• PASSAGE PROVIDED
--

Denise Pinto, Assistant Manager for Risk Management, Fulton County’s Finance Division
With 5,000 employees and over 1,500 government vehicles, Georgia’s Fulton County requires innovative thinking and planning from its leaders, especially when it comes to managing risk. Find out how CLM Fellow Denise Pinto keeps the hundreds of claims she faces every year under control, with only three percent developing into litigation.
Q. Did you find risk management, or did it find you?
A. I found my calling in insurance/risk management early. While contemplating college offerings, I received a brochure from Howard University announcing the launch of a new public/private partnership that created a major for insurance. Two diverse visionaries (Maurice Williams, formerly a Metropolitan executive, and James Chastain, celebrated author and advisor) had crossed paths and recognized a diversity gap in middle and corporate management positions in the insurance industry. They tapped their contacts and leveraged their acumen to formulate the insurance major, which offered in-depth interaction with giants in the industry, internships, and a pathway to employment. I was one of the first 100 recruited. When I saw the opportunities, the multifaceted paths that appealed to my interests in law and business, and the financial rewards available in a city that I aspired to visit (Washington, D.C.), I was hooked.
Q. Did you ever work claims?

--

• SOURCE INFORMATION
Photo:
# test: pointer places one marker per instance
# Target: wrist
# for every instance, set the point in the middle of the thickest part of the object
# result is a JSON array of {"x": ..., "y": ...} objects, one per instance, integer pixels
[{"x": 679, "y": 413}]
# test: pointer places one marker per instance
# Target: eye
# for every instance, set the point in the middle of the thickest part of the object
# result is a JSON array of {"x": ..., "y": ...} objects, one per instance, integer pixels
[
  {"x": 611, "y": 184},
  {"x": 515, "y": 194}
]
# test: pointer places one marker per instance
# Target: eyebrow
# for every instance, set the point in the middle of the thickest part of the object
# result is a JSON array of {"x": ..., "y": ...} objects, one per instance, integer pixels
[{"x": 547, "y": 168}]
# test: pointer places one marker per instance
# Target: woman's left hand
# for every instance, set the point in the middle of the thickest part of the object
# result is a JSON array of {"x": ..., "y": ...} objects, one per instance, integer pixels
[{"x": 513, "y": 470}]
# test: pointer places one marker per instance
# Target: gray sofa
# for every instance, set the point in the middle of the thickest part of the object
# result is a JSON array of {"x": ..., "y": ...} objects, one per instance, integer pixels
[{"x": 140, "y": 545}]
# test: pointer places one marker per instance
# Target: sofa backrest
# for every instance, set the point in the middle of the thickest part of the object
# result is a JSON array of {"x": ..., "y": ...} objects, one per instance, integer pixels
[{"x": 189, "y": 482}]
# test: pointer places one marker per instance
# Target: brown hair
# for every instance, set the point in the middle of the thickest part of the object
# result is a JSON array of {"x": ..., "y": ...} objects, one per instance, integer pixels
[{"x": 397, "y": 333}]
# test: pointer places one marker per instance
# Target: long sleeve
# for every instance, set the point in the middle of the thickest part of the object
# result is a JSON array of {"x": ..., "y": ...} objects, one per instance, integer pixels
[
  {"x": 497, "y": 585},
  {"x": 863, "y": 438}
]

--

• USING THE INFORMATION
(1) In the interview with Denise Pinto, what share of the claims she handles each year develop into litigation?
(2) Carry the interview with Denise Pinto forward from its last line.
The rows are separate material, apart from the interview with Denise Pinto.

• ANSWERS TO THE EXERCISE
(1) Only three percent.

(2)
A. I discovered the claims field at GEICO after working on the other side of the floor in corporate marketing. Claims is dynamic, and it requires creative and analytical processes. It’s important to stay on trend with things like regulations and coverage interpretations. Claims professionals are a natural fit for risk management and law careers, and many of my peers are both. I chose risk management because it provides wide autonomy to develop customized solutions, drive impact, and appease my type-A personality!
Q. How did this experience help you in your current role?
A. Drawing from my claims background, I created claims protocols, policies, and procedures governing proof and settlement (or declination), along with job descriptions. We ditched the third party administrator and hired inside claims professionals. Also, we created an internal subrogation/recovery program to maximize recoveries without the expense of an outside vendor, which I still directly administer (claims tendencies die hard!). I also directly administer the public official bonds procurement program, which draws on my former work at Fireman’s Fund handling fidelity and surety bond claims.
Q. What unique challenges exist in the public sector and at Fulton County?
A. My division manager, who also is a former private sector person oriented toward risk financing, and I put into place something uncommon at public entities: a real self-insurance plan. We have a $2 million self-insurance retention (liability) and purchase excess liability and excess compensation as well as property and some specialty pieces for some of the human services and other programming offerings, like our police helicopter and our $2 billion in facilities/treatment plants and special purpose buildings.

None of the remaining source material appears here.